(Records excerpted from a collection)

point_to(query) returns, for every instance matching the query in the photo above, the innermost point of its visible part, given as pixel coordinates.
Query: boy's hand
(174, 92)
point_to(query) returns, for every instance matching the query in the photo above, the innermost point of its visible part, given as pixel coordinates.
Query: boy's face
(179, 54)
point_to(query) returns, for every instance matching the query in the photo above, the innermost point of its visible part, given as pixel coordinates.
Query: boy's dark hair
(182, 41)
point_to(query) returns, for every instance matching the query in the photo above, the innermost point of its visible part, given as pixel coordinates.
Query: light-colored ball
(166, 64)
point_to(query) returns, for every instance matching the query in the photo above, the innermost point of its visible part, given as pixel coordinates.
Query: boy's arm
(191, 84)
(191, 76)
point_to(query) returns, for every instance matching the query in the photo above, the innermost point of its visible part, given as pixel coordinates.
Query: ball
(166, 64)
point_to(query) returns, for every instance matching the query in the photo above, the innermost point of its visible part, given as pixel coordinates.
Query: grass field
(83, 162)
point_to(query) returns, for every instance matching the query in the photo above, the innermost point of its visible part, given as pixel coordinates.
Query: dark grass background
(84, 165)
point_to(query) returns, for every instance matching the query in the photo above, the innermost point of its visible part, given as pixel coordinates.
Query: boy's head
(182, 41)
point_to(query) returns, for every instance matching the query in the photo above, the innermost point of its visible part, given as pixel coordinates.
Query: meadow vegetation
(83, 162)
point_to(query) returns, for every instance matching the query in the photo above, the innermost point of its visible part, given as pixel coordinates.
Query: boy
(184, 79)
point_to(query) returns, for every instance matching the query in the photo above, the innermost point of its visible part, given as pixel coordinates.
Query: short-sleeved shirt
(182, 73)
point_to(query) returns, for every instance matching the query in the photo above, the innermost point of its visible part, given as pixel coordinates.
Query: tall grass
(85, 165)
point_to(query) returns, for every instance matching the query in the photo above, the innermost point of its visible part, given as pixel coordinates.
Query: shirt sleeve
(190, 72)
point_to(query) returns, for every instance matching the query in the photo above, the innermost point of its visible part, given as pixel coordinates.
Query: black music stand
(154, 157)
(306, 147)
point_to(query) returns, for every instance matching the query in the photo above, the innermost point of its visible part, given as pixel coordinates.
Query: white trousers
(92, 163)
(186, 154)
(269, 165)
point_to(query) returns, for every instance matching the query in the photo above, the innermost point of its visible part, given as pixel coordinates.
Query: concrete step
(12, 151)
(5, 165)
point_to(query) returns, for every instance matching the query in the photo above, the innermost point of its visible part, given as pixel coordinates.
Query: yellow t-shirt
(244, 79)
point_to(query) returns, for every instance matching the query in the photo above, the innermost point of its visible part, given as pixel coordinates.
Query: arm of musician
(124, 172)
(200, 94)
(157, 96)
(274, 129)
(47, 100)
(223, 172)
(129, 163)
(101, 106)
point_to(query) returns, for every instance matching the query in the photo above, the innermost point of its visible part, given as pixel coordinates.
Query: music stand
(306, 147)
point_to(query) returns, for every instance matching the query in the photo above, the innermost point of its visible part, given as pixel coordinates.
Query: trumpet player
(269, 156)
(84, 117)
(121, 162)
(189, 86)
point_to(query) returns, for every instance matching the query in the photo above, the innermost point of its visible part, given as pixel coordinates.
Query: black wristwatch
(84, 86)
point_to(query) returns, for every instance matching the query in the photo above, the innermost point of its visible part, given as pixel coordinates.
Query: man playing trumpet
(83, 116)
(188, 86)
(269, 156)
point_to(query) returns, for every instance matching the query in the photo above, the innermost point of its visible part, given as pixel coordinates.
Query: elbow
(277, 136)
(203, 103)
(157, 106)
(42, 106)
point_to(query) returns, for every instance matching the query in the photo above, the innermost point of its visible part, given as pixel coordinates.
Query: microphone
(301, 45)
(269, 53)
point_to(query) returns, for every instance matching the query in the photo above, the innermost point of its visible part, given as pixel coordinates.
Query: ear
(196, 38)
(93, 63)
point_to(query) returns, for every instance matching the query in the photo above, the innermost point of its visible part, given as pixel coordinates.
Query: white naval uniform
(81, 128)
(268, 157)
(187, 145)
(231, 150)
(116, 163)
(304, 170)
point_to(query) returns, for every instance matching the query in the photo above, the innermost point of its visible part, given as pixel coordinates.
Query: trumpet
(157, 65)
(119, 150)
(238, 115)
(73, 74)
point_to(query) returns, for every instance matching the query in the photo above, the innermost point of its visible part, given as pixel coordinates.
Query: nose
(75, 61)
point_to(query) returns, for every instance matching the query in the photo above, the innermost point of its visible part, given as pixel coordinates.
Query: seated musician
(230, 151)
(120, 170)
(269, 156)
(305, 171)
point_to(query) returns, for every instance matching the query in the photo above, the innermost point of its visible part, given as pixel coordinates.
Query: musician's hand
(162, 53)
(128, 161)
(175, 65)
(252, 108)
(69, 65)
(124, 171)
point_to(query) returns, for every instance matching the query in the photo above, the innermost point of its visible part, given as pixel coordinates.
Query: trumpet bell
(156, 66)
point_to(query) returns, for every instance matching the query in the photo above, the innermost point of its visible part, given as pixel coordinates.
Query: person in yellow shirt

EXERCISE OBJECTIVE: Every record above needs to be given again exactly.

TASK ANSWER:
point_to(query) returns, for every instance matching the query in the photo above, the innermost point of its visible part, given as pixel coordinates.
Query: boy's hand
(174, 92)
point_to(query) returns, for every instance matching the query in the photo above, the innermost point of its visible part, given as pixel coordinates.
Query: boy's face
(179, 54)
point_to(query) returns, for every instance matching the query in the photo above, the innermost point of its visible part, given as pixel coordinates.
Query: boy's dark hair
(182, 41)
point_to(query) returns, for every instance matching the query in the photo above, the innermost point of its visible part, given as pixel coordinates.
Query: light-colored ball
(166, 64)
point_to(query) returns, for every instance matching the query in the photo above, the innermost point of its visible part, given as pixel coordinates.
Query: boy's arm
(191, 84)
(191, 76)
point_to(query) returns, for every instance matching the query in the photo above, the innermost point of its visible part, given as pixel coordinates.
Query: ball
(166, 64)
point_to(query) returns, for every instance matching the query in the photo above, the innermost point of its visible part, given as pixel coordinates.
Query: grass field
(83, 162)
point_to(query) returns, for every instance matching the query in the photo above, the innermost point of its visible part, given as pixel coordinates.
Query: dark grass background
(84, 165)
point_to(query) returns, for every instance matching the query in the photo above, the innermost point of its visible part, given as pixel coordinates.
Query: boy's head
(182, 41)
point_to(query) returns, for every instance matching the query in the photo above, the innermost point of its visible part, given as pixel coordinates.
Query: meadow vegetation
(83, 162)
point_to(query) returns, for every instance matching the query in the photo above, the innermost point of its visible part, given as pixel coordinates.
Query: boy
(184, 79)
point_to(query) returns, for every instance matching the query in the photo above, the innermost point of its visible part, given as pixel coordinates.
Query: short-sleeved shirt
(182, 73)
point_to(query) returns, for every instance matching the query in the photo above, the innermost point of its visible part, given as pixel coordinates.
Query: tall grass
(85, 165)
point_to(query) returns, for every instance matching the query in the photo above, the innermost point of its visible part, given as pixel coordinates.
Query: shirt sleeve
(190, 72)
point_to(query) returns, for every instance matching the query in the photo above, the innermost point of its visible part, given as pixel coordinates.
Query: black music stand
(154, 157)
(306, 147)
point_to(query) returns, for every instance matching the query in the photo above, the innermost point of its visible part, given as pixel coordinates.
Query: white trousers
(92, 163)
(186, 154)
(269, 165)
point_to(query) returns, for every instance matching the query in the photo above, the innermost point of its visible part, given as pixel coordinates.
Query: concrete step
(12, 151)
(5, 165)
point_to(query) returns, for every instance matching the query in the photo above, the innermost point of its visible part, given as pixel coordinates.
Query: yellow t-shirt
(244, 79)
point_to(query) returns, for every instance matching the query in the photo above, the innermost point of its visible part, given as pixel coordinates.
Query: arm of musician
(124, 172)
(200, 94)
(157, 96)
(274, 129)
(47, 100)
(223, 172)
(129, 163)
(101, 106)
point_to(query) returns, for every instance matching the query in the photo above, the innermost point of its visible part, given as pixel coordinates.
Query: music stand
(306, 147)
point_to(query) returns, for every instance matching the query in the photo above, the innermost point of its visible part, given as pixel coordinates.
Query: trumpet player
(269, 156)
(84, 117)
(121, 162)
(189, 86)
point_to(query) returns, for every instance matching the query in the photo above, the innermost point of its visible part, given as pixel coordinates.
Query: black wristwatch
(84, 86)
point_to(query) returns, for every instance matching the query in the photo above, the innermost point of its visible part, given as pixel coordinates.
Query: man playing trumpet
(83, 116)
(188, 86)
(269, 156)
point_to(query) returns, for every instance matching the query in the photo above, the innermost point of its visible part, given as pixel coordinates.
Query: elbow
(277, 136)
(203, 103)
(157, 106)
(42, 106)
point_to(query) returns, for every instance matching the query in the photo above, the innermost point of its visible part, given as pixel coordinates.
Query: microphone
(301, 45)
(269, 53)
point_to(query) returns, for every instance matching the query in the photo above, the innermost point of its visible part, given as pixel coordinates.
Query: ear
(196, 38)
(93, 63)
point_to(query) returns, for every instance matching the query in the photo above, the innermost point of its visible part, given as pixel coordinates.
Query: white naval uniform
(81, 128)
(268, 157)
(187, 145)
(231, 150)
(116, 163)
(304, 170)
point_to(query) returns, for every instance matching the query in the photo above, the innermost point of its visible part, given as pixel coordinates.
Query: trumpet
(157, 65)
(119, 150)
(238, 115)
(73, 74)
point_to(query) returns, for every instance matching the query in the photo above, the innermost point of its visible part, given as pixel coordinates.
Query: nose
(75, 61)
point_to(query) returns, for every instance matching the query in the photo above, the innermost point of its visible part, given as pixel coordinates.
Query: seated musician
(230, 151)
(120, 170)
(269, 156)
(305, 171)
point_to(query) returns, for every instance matching the query in the photo above, the innermost point of its visible part, given as pixel coordinates.
Query: musician's hand
(162, 53)
(128, 161)
(175, 65)
(252, 108)
(69, 65)
(124, 171)
point_to(query) returns, for every instance matching the query in the photo above, the innermost point of its visible part, given as pixel coordinates.
Query: trumpet bell
(156, 66)
point_to(query) returns, for every instance matching the query in the photo above, the innermost point of its visible part, given as pixel coordinates.
Query: person in yellow shirt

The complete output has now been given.